§ Problem to solve
Count the lines below with the string "case" in them. Only the number should be given.

(Point localization data)
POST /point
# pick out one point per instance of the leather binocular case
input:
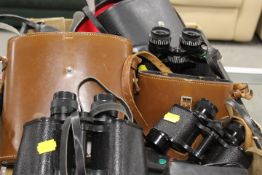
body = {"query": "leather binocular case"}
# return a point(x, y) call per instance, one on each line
point(43, 63)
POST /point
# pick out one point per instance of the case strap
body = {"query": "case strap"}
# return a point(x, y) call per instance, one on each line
point(129, 79)
point(94, 20)
point(234, 107)
point(241, 90)
point(72, 123)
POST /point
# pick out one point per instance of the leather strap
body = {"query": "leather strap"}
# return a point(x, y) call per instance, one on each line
point(37, 27)
point(94, 20)
point(129, 78)
point(108, 107)
point(241, 90)
point(72, 123)
point(9, 28)
point(126, 109)
point(234, 106)
point(154, 60)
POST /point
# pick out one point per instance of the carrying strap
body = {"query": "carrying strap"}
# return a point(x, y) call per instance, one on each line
point(94, 20)
point(72, 123)
point(241, 90)
point(129, 79)
point(154, 60)
point(234, 107)
point(122, 107)
point(9, 28)
point(38, 27)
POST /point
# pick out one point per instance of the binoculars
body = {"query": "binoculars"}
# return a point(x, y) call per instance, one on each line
point(180, 127)
point(73, 142)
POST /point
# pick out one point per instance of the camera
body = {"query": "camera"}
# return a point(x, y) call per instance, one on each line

§ Reply
4